■ **Texto fornecido**

# # # # # # #

31 de Julho de 2020, Sexta-feira: Dirigindo-se para a sua terra, Jesus ensinava na sinagoga, de modo que ficavam admirados (v. 54a).

17ª Semana do Tempo Comum 

Leitura: Jr 26,1-9

Com o cap. 26, entramos na segunda parte do livro de Jeremias (Jr 26-45). Os textos biográficos neta seção atribuem-se a Baruc, secretário do profeta ou a outros discípulos.

Jr 26 retoma o sermão no templo em Jr 7,1-15 (cf. leitura de sábado passado) relatando as suas circunstâncias e consequências e prepara os conflitos com os falsos profetas (Jr 27-29). O desejo de reunir numa parte os oráculos e noutra os relatos, obrigou a separar este capítulo do 7, ou seja, a historia, do sermão pronunciado. Conviria, pois, lê-los unidos. Firme na certeza da origem divina de sua missão (v. 15), Jeremias enfrenta as autoridades religiosas (cf. 1,18; 15,20).

No início do reinado de Joaquim, filho de Josias, rei de Judá, foi comunicada da parte do Senhor, esta palavra, que dizia: (v. 1).

# # # # # # #

■ **O que fazer**
1 - Segundo o comentário sobre Jeremias, a quem se atribuem os textos biográficos da segunda parte do livro?
2 - Dê continuidade ao comentário sobre Jeremias a partir da última frase.

■ **Dados fornecidos**
# # # # # # #

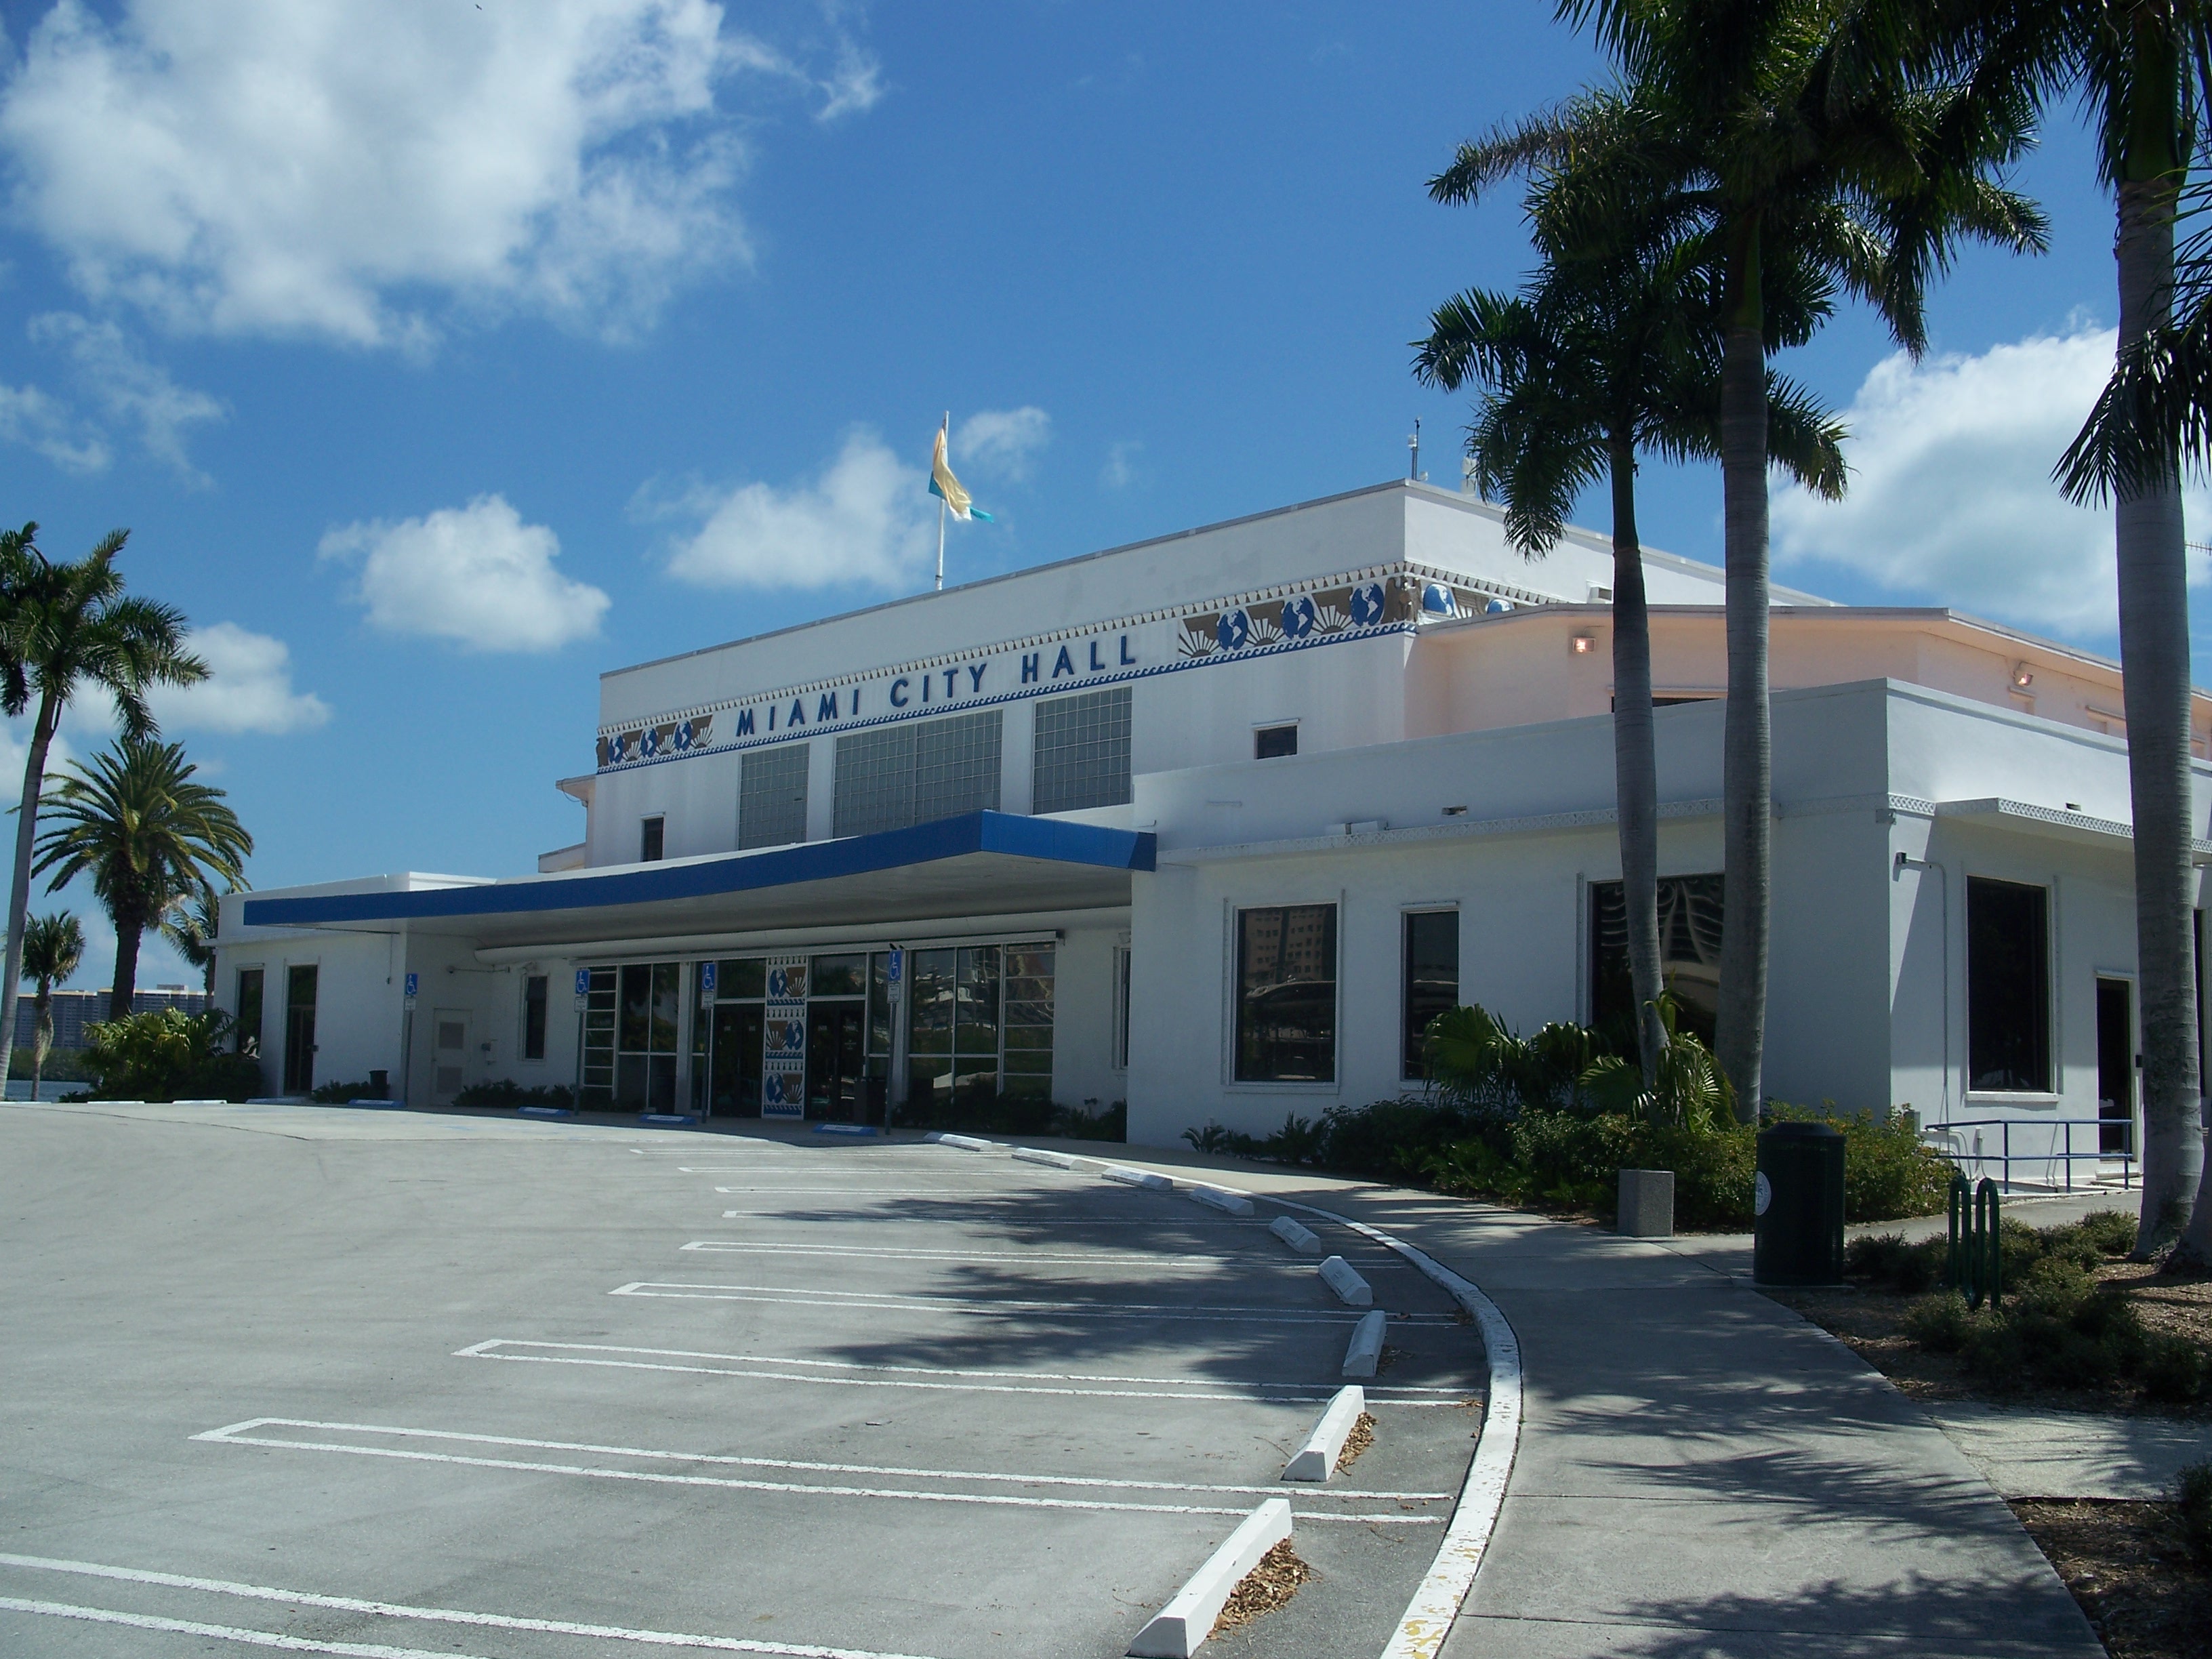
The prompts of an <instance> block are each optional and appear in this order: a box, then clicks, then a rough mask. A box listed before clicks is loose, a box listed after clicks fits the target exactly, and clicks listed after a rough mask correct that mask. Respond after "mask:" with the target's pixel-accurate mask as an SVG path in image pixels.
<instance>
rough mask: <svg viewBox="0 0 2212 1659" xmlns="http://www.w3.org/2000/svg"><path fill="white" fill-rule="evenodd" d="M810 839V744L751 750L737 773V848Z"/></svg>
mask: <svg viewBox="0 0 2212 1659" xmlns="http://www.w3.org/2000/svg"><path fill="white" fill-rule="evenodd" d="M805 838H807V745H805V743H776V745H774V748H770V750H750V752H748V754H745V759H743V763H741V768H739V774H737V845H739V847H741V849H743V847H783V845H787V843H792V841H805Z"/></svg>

# # # # # # #

■ **Lista de respostas**
1 - A Baruc, secretário do profeta, ou a outros discípulos.

2 -
O começo do reinado de Joaquim (609-598 a.C.) é agourento: inclui a morte prematura do seu pai reformador Josias (640-609; cf. 2Rs 22,1-23,30) e a deposição violenta do seu irmão Joacaz no mesmo ano (609) pelo faráo Necao que o substituiu por Eliacim cujo nome mudou para Joaquim (2Rs 23,32-35).

Durante os doze anos de reforma do rei Josias (a partir do achado do núcleo do livro de Deuteronômio no templo, cf. 2Rs 22-23), Jeremias ficava calado (parecendo apoiar). O profeta levanta novamente a voz quando Joaquim começou reinar em 609 afirmando seu poder e estilo de vida de luxo e explorando o povo. À crítica ao templo se junta a crítica da injustiça social (cf. 22,13-17). Os egípcios não destruíram o templo quando passaram em 609. Então os sacerdotes e profetas do templo criaram uma ideologia que via no templo uma proteção mágica, mas em Jr, o templo se tornou um “covil de ladrões”: “Roubar, matar, cometer adultério, jurar falso, queimar incenso a baal, correr atrás de deuses estrangeiros, que não conheceis, depois virdes e vos apresentardes diante de mim, neste templo, onde meu nome é invocado, e dizer: Estamos salvos, …” (Jr 7,9-11). Um redator acrescenta também os sacrifícios humanos, holocaustos de crianças no vale de Ben-Enom (7,30s; 19,4s); por tudo isso, o profeta anuncia a destruição da cidade.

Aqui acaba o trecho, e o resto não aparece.